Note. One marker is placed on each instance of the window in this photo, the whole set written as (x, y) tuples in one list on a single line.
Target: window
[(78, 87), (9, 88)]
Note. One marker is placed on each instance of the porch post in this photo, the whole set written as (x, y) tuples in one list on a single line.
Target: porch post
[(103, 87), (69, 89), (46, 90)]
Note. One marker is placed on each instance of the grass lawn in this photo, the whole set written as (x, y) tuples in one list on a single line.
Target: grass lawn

——

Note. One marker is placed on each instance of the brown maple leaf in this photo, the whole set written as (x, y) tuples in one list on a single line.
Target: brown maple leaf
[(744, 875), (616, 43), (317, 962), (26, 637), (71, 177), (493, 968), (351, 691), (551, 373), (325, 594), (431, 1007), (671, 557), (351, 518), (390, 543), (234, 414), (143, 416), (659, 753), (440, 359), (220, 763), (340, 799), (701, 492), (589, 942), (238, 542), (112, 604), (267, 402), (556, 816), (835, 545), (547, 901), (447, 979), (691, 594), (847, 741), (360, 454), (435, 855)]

——

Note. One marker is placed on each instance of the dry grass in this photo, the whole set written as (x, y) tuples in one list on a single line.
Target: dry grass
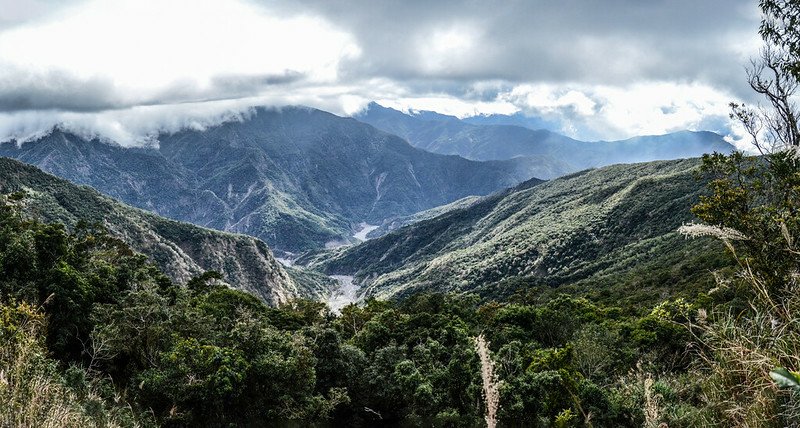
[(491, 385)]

——

*Task:* The answer should be only the number of lines in the data that include "lawn".

*Expected output:* 2